## TASK 1
Duplicate the passage of the COVID-19 cohort methods text starting at "Exclusion criteria: (1)" and ending at "shown in Fig. 1.".
## TASK 2
From the COVID-19 cohort methods text below, list every inclusion criterion for the study.
## TASK 3
Render this sentence from the COVID-19 cohort methods text in Spanish: "Cessation of SARS-CoV-2 RNA shedding was defined as negative RT-PCR on two consecutive throat swab specimens at least 24 hours apart."

## EXCERPT PROVIDED
□ □ □ □
Study Population
This retrospective cohort study included two cohorts of consecutive inpatients with COVID-19 from Henan Provincial People's Hospital (Zhengzhou, Henan Province, China) and Anyang Infectious Disease Hospital (Anyang, Henan Province, China). The two hospitals were designated hospitals for the treatment of COVID-19 in Henan Province. A total of 123 patients with confirmed COVID-19 including 58 cases from Henan Provincial People's Hospital and 65 cases from Anyang Infectious Disease Hospital who were transferred to the above two hospitals from February 3, 2020 to March 31, 2020 were included.
Diagnostic Criteria
Patients with COVID-19 can be confirmed when throat swab specimens are tested positive for SARS-CoV-2 RNA by real-time reverse transcription polymerase chain reaction (RT-PCR), which is the gold standard for testing for SARS-CoV-2 infection as recommended by WHO interim guidelines [8]. Cessation of SARS-CoV-2 RNA shedding was defined as negative RT-PCR on two consecutive throat swab specimens at least 24 hours apart. The duration of SARS-CoV-2 RNA shedding was defined as the time from illness onset to cessation of SARS-CoV-2 RNA shedding. At present, there is no unified time standard for the cut-off value of prolonged SARS-CoV-2 RNA shedding in academia. Based on previous research results, the median duration of virus shedding was 12-21 days [4, 9]. Therefore, the long-term SARS-CoV-2 RNA shedding was defined as SARS-CoV-2 RNA shedding time greater than 21 days in this study.
Inclusion criteria: (1) patients with confirmed COVID-19 diagnosis; (2) patients with definite outcome of viral shedding duration; (3) patients with complete clinical data.
Exclusion criteria: (1) patients presenting with death while in hospital; (2) patients with incomplete clinical data.
Of the 123 confirmed COVID-19 patients, 19 patients with incomplete clinical data and 7 dead cases were excluded. Finally, 97 patients were enrolled as study subjects. The flow chart of the study population is shown in Fig. 1.
□ □ □ □
## DATA
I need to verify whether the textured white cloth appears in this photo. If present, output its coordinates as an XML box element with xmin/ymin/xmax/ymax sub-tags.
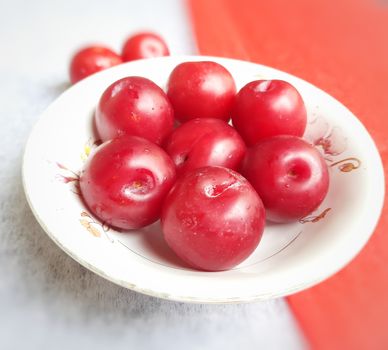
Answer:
<box><xmin>0</xmin><ymin>0</ymin><xmax>305</xmax><ymax>350</ymax></box>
□ □ □ □
## ANSWER AREA 1
Exclusion criteria: (1) patients presenting with death while in hospital; (2) patients with incomplete clinical data.
Of the 123 confirmed COVID-19 patients, 19 patients with incomplete clinical data and 7 dead cases were excluded. Finally, 97 patients were enrolled as study subjects. The flow chart of the study population is shown in Fig. 1.

## ANSWER AREA 2
- Patients with confirmed COVID-19 diagnosis
- Patients with definite outcome of viral shedding duration
- Patients with complete clinical data

## ANSWER AREA 3
El cese de la excreción de ARN del SARS-CoV-2 se definió como una RT-PCR negativa en dos muestras consecutivas de hisopado faríngeo tomadas con al menos 24 horas de diferencia.